## TASK
Answer these questions from the biography of Frances A. Karnes below:
1. Who was her spouse?
2. In what year did she earn her doctorate in education?
3. Which association did she found?

- Born: Frances A. Nessler September 15, 1937 Quincy, Illinois, U.S.
- Died: August 22, 2025 (aged 87)
- Education: Quincy College; University of Illinois (PhD);
- Occupations: Educator; writer;
- Spouse: M. Ray Karnes
- Children: 2
- Relatives: Mary Ryan Brown (granddaughter)

= Frances A. Karnes =

American writer and educator

Frances A. Karnes (née Nessler; September 15, 1937 – August 22, 2025) was an American writer and educator. She served on the faculty at the University of Southern Mississippi from 1974 to 2014 and was the founding director of the Frances A. Karnes Center for Gifted Studies.

== Early life and education ==
Karnes was born on September 15, 1937 in Quincy, Illinois to John H. Nessler and Carlene F. Nessler. She graduated from Quincy Notre Dame High School. She attended Quincy College and earned a doctorate in education from the University of Illinois in 1973.

== Career ==
Karnes founded the Mississippi Association for Gifted Children. In 1974, Karnes worked with members of the Mississippi Legislature to have a law amended to provide a legal basis for funding gifted education programs in Mississippi.

## DATASET EXCERPTS
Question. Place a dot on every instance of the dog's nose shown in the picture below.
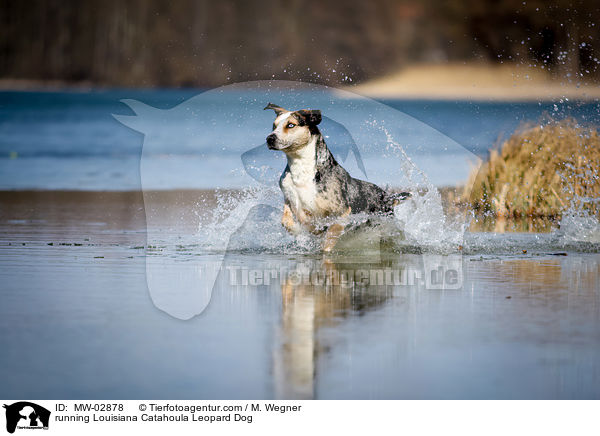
(271, 140)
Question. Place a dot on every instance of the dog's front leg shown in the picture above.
(335, 231)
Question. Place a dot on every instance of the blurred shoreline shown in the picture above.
(475, 81)
(472, 81)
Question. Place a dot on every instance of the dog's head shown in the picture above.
(292, 130)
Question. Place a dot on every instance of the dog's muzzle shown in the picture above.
(271, 141)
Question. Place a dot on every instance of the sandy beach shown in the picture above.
(476, 82)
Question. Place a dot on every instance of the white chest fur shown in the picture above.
(299, 185)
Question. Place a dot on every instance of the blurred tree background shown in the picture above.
(148, 43)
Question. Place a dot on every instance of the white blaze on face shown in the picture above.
(289, 133)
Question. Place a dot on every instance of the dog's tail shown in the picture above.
(395, 198)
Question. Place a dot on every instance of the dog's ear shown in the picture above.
(311, 117)
(278, 109)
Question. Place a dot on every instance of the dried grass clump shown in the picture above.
(540, 171)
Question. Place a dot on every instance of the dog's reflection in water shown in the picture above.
(319, 293)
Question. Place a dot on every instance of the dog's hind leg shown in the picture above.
(288, 221)
(335, 231)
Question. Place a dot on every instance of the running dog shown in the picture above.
(314, 184)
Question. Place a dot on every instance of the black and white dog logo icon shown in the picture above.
(26, 415)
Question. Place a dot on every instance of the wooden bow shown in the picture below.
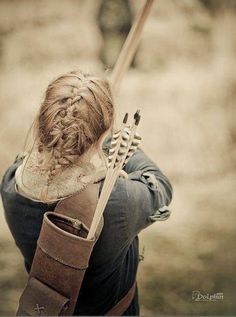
(129, 48)
(125, 141)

## SOLVED PROBLEM
1. M. Ray Karnes
2. 1973
3. The Mississippi Association for Gifted Children